### Brano fornito
§ §

Solinas
La legge di bilancio varata dal governo Meloni è stata giudicata, in generale, realistica e prudente. Non si può non convenirne, visto che è fondata sulle risorse disponibili e sull’esigenza di rispettare il vincolo di bilancio. Nelle parole del ministro dell’Economia «per ogni euro speso deve esserci la copertura di modo che per ogni euro speso ci sia un euro di maggiori entrate o di minori spese».
È una legge realistica e prudente anche perché tiene conto, implicitamente e opportunamente, della situazione di grande incertezza in cui viviamo, legata non solo alla crisi energetica ma al quadro economico complessivo. Gli interventi che prevede sono legati soprattutto all’esigenza indiscussa di contrastare in via temporanea, l’aumento della bolletta energetica e con essa il peso dell’inflazione su famiglie e imprese.
Non ci sono, come d’altro canto accade quasi sempre nelle leggi di bilancio, interventi orientati ad affrontare i problemi strutturali della nostra economia perché tali non sono quelli presi in materia di fisco e pensioni, al di là dell’ampia discussione che hanno suscitato.

§ §

### Estratto dei dati
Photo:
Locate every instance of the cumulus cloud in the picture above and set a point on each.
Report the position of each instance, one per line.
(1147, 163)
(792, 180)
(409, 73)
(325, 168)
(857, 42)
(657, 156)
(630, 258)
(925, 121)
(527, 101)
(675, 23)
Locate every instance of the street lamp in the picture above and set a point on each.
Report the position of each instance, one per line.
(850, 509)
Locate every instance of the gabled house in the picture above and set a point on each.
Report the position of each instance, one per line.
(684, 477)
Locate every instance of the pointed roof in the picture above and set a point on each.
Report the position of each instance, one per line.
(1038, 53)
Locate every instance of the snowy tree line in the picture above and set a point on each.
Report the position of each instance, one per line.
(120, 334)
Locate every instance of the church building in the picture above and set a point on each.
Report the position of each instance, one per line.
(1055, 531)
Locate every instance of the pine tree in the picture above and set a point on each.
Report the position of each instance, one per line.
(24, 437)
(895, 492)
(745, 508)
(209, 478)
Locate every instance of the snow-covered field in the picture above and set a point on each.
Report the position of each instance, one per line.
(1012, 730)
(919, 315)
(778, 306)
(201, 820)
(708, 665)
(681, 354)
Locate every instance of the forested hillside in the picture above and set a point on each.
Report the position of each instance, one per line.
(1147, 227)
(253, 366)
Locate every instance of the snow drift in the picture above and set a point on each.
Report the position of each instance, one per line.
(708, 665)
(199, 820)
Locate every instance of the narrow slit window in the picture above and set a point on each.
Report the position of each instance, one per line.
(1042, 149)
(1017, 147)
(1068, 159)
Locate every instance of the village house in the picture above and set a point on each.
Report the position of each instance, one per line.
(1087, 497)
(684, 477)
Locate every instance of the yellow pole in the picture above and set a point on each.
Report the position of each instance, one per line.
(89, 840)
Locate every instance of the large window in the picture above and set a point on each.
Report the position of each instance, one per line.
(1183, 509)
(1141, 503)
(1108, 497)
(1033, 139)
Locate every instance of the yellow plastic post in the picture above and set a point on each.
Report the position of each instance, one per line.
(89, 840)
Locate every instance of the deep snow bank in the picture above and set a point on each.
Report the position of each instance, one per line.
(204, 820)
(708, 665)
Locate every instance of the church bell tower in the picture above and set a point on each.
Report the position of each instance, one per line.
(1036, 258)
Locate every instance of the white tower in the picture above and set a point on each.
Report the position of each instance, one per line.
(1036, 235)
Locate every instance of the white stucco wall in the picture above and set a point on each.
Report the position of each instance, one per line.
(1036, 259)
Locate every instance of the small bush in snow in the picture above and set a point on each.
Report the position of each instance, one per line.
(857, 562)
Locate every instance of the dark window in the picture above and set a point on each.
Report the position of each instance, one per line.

§ §

### Compiti scritti
1 > Nel brano sulla legge di bilancio del governo Meloni, a quale esigenza sono legati soprattutto gli interventi previsti?
2 > Prosegui il brano sulla legge di bilancio del governo Meloni, riprendendo dopo la sua ultima frase.

### Risposte scritte
1 > All'esigenza di contrastare in via temporanea l'aumento della bolletta energetica e, con essa, il peso dell'inflazione su famiglie e imprese.

2 >
Nel momento, però, in cui la ventata inflazionistica appare assai più difficile da domare, rispetto a quella che la Bce considerava «temporanea», e di fronte a uno scenario recessivo che diventa sempre più probabile, i temi – irrisolti – dell’equità e dello sviluppo mostrano ancora una volta la loro centralità e urgenza.
Vanno affrontate subito sia la questione redistributiva legata alla vicenda inflazionistica, visto che non la si può certo ritenere risolta dagli interventi in materia di bollette, sia quella del tasso di crescita che rimane il problema irrisolto della nostra economia.
L’inflazione colpisce diversamente percettori di redditi fissi e no, produttori e consumatori, debitori e creditori. Apre, di fatto un processo redistributivo in cui si trovano in vantaggio relativo quei produttori che sono in grado di scaricare sui prezzi l’aumento dei loro costi e lo Stato che vede diminuire il valore reale del suo debito e della sua spesa. Si tratta di un tema di fondo che va affrontato insieme a quello delle politiche da mettere in atto per aumentare il nostro tasso di crescita.
Per intervenire con successo occorre ristabilire un’equità distributiva che non può essere affidata solo allo strumento fiscale. Assai più conta una riallocazione di bilancio che renda accessibili ed equi per tutti i servizi pubblici, in particolare sanità, istruzione e formazione.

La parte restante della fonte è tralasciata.